### Aim of the exercise
Transcribe the listing below word for word.

== Information provided ==

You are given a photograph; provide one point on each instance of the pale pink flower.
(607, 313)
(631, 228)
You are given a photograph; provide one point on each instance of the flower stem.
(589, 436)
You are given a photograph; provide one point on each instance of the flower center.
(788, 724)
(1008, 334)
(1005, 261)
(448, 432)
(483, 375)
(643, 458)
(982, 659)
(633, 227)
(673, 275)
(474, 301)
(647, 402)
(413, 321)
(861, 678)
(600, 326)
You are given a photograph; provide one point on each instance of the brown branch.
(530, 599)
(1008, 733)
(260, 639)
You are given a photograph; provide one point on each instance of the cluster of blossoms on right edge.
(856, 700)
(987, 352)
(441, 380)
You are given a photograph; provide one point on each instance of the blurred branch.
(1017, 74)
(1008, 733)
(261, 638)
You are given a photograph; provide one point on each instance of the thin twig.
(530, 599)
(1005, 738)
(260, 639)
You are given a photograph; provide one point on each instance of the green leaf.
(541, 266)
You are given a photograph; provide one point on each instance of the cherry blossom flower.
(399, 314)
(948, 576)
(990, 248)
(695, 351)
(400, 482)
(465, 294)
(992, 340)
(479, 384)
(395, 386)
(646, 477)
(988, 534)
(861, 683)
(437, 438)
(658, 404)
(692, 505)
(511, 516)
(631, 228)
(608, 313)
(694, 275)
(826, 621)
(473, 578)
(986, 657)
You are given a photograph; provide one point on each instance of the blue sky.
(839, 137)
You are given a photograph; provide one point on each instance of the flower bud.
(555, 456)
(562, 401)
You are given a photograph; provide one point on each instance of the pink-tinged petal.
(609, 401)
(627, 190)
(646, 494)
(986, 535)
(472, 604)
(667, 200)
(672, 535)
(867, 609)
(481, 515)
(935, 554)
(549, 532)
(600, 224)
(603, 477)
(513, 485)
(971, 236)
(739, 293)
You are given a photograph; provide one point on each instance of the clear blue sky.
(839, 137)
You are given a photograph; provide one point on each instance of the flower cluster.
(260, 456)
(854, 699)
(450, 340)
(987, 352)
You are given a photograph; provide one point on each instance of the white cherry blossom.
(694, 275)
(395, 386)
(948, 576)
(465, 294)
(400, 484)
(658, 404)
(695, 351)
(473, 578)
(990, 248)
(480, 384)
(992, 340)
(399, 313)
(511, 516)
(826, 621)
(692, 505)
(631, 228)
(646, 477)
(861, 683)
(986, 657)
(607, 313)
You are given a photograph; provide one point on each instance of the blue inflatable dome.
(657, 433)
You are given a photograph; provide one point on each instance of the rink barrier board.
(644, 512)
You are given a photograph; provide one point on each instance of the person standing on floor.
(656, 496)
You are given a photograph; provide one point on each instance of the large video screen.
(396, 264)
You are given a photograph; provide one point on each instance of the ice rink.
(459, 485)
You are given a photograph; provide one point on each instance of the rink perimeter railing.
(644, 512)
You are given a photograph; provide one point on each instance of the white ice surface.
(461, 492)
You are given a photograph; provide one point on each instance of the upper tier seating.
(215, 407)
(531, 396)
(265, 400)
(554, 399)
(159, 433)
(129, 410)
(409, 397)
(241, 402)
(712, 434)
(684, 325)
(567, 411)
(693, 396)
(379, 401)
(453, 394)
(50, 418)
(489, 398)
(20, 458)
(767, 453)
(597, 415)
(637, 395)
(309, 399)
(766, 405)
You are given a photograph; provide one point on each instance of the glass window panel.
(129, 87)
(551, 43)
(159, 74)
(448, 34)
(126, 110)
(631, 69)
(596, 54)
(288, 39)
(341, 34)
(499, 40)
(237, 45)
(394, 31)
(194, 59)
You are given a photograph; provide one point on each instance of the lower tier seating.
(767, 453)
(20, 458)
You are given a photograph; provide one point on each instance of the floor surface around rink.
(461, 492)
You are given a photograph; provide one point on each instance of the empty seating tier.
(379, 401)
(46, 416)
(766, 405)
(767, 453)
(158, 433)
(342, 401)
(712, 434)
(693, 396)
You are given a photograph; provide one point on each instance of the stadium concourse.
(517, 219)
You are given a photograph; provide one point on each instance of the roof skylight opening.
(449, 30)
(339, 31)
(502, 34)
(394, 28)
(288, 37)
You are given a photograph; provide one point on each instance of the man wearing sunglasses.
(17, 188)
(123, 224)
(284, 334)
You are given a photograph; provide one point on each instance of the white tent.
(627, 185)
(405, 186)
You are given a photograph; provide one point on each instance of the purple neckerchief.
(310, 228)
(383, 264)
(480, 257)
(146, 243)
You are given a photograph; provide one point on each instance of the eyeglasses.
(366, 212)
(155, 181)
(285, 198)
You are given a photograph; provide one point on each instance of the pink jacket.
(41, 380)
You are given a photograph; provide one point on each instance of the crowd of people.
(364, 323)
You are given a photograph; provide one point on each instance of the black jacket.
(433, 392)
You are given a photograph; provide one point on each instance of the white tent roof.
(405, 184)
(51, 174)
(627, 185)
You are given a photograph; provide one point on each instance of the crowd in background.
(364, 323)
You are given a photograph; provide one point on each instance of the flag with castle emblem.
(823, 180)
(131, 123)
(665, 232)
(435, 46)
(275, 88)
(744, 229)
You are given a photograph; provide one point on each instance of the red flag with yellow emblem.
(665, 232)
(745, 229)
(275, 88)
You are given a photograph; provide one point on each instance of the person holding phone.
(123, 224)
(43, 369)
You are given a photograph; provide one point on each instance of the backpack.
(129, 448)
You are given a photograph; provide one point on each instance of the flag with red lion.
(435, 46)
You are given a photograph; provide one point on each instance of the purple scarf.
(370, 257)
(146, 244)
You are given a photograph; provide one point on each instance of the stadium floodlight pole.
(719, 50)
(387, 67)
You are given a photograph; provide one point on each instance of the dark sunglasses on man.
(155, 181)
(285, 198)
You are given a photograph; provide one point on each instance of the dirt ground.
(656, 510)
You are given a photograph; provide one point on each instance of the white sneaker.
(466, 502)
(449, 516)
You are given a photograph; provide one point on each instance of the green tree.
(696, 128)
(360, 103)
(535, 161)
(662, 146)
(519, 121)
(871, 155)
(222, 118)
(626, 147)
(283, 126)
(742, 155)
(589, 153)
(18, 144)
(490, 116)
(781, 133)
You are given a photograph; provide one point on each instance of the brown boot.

===

### Response for this exercise
You are given a photograph; provide one point on each instance of the pale pink flower.
(607, 313)
(631, 228)
You are given a photograph; provide one point on each instance of the flower stem.
(589, 436)
You are given a photograph; provide one point on each instance of the flower center.
(788, 724)
(1008, 334)
(1005, 261)
(448, 432)
(483, 375)
(643, 458)
(982, 659)
(633, 227)
(673, 275)
(474, 301)
(647, 402)
(413, 321)
(861, 678)
(600, 326)
You are given a photograph; provide one point on each instance of the brown branch.
(530, 599)
(1008, 733)
(260, 639)
You are given a photograph; provide one point on each instance of the cluster of blossoms on right edge.
(856, 700)
(987, 352)
(441, 380)
You are given a photograph; provide one point on each instance of the blurred branch.
(1017, 74)
(1008, 733)
(261, 638)
You are given a photograph; provide one point on each instance of the thin twig.
(530, 599)
(1005, 738)
(260, 639)
You are given a photograph; provide one point on each instance of the green leaf.
(541, 266)
You are given a photograph; provide one point on each instance of the cherry blossom flower.
(399, 314)
(948, 576)
(990, 248)
(695, 351)
(400, 482)
(465, 294)
(992, 340)
(479, 384)
(395, 386)
(646, 477)
(988, 534)
(861, 683)
(437, 438)
(658, 404)
(692, 505)
(511, 516)
(631, 228)
(608, 313)
(694, 275)
(826, 621)
(473, 578)
(986, 657)
You are given a photograph; provide one point on each instance of the blue sky.
(839, 137)
You are given a photograph; provide one point on each instance of the flower bud.
(555, 456)
(562, 401)
You are given a photograph; provide one point on each instance of the pink-tinged petal.
(609, 401)
(627, 190)
(646, 494)
(986, 535)
(472, 604)
(667, 200)
(672, 535)
(867, 609)
(481, 515)
(935, 554)
(549, 532)
(600, 224)
(603, 477)
(513, 485)
(971, 236)
(739, 293)
You are given a photograph; provide one point on each instance of the clear blue sky.
(839, 137)
You are given a photograph; provide one point on each instance of the flower cluster.
(260, 456)
(854, 699)
(450, 340)
(987, 352)
You are given a photograph; provide one point on each instance of the white cherry blossom.
(694, 275)
(395, 386)
(948, 576)
(465, 294)
(400, 484)
(658, 404)
(695, 351)
(473, 578)
(990, 248)
(480, 384)
(992, 340)
(399, 313)
(511, 516)
(826, 621)
(692, 505)
(631, 228)
(646, 477)
(861, 683)
(986, 657)
(607, 313)
You are given a photograph; provide one point on each instance of the blue inflatable dome.
(657, 433)
You are given a photograph; provide one point on each instance of the rink barrier board.
(644, 512)
You are given a photograph; provide one point on each instance of the person standing on floor.
(656, 496)
You are given a photograph; provide one point on each instance of the large video screen.
(396, 264)
You are given a photograph; provide one point on each instance of the ice rink.
(459, 485)
You are given a photograph; provide one point on each instance of the rink perimeter railing.
(644, 512)
You are given a photograph; provide one point on each instance of the white ice surface.
(461, 492)
You are given a photograph; provide one point on each instance of the upper tier seating.
(215, 407)
(531, 396)
(265, 400)
(554, 399)
(159, 433)
(129, 410)
(409, 397)
(241, 402)
(712, 434)
(684, 325)
(567, 411)
(693, 396)
(379, 401)
(453, 394)
(50, 418)
(489, 398)
(20, 458)
(767, 453)
(597, 415)
(637, 395)
(309, 399)
(766, 405)
You are given a photograph; provide one point on each instance of the glass window panel.
(129, 87)
(551, 43)
(159, 74)
(448, 34)
(126, 110)
(631, 69)
(596, 54)
(288, 39)
(341, 34)
(499, 40)
(237, 45)
(394, 31)
(194, 59)
You are given a photograph; provide one point on each instance of the lower tier seating.
(767, 453)
(20, 458)
You are given a photograph; provide one point on each instance of the floor surface around rink.
(461, 492)
You are given a photograph; provide one point on each instance of the empty seating tier.
(379, 401)
(46, 416)
(766, 405)
(767, 453)
(158, 433)
(342, 401)
(712, 434)
(693, 396)
You are given a photograph; provide one point on each instance of the stadium concourse.
(517, 219)
You are given a photograph; provide one point on each instance of the roof skylight opening.
(449, 30)
(339, 31)
(502, 34)
(394, 28)
(288, 37)
You are given a photograph; provide one point on each instance of the man wearing sunglasses.
(17, 188)
(123, 224)
(284, 334)
You are given a photograph; provide one point on each instance of the white tent.
(627, 185)
(405, 186)
You are given a photograph; provide one point on each instance of the purple neckerchief.
(310, 228)
(383, 264)
(480, 257)
(146, 243)
You are given a photograph; provide one point on each instance of the eyeglasses.
(366, 212)
(155, 181)
(285, 198)
You are given a photograph; provide one point on each instance of the pink jacket.
(41, 380)
You are given a photograph; provide one point on each instance of the crowd of people.
(364, 323)
You are given a photograph; provide one point on each instance of the black jacket.
(433, 392)
You are given a photograph; provide one point on each instance of the white tent roof.
(405, 184)
(51, 174)
(627, 185)
You are given a photograph; provide one point on each instance of the crowd in background.
(364, 323)
You are given a photograph; provide one point on each instance of the flag with castle emblem.
(823, 180)
(131, 123)
(665, 232)
(435, 46)
(275, 88)
(744, 229)
You are given a photograph; provide one point on each instance of the red flag with yellow emblem.
(665, 232)
(745, 229)
(275, 88)
You are given a photograph; provide one point on each instance of the person holding phone.
(123, 224)
(43, 369)
You are given a photograph; provide one point on each instance of the backpack.
(129, 448)
You are given a photograph; provide one point on each instance of the flag with red lion.
(435, 46)
You are given a photograph; provide one point on each instance of the purple scarf.
(370, 257)
(146, 244)
You are given a photograph; provide one point on each instance of the stadium floodlight pole.
(719, 50)
(387, 67)
You are given a photograph; provide one point on each instance of the dark sunglasses on man.
(155, 181)
(285, 198)
You are given a photograph; provide one point on each instance of the dirt ground.
(656, 510)
You are given a photograph; provide one point on each instance of the white sneaker.
(466, 502)
(449, 516)
You are given a photograph; provide one point on each instance of the green tree.
(696, 128)
(360, 103)
(535, 161)
(662, 146)
(519, 121)
(871, 155)
(222, 118)
(626, 147)
(283, 126)
(742, 155)
(589, 153)
(18, 144)
(490, 116)
(781, 133)
You are given a photograph; provide one point on each instance of the brown boot.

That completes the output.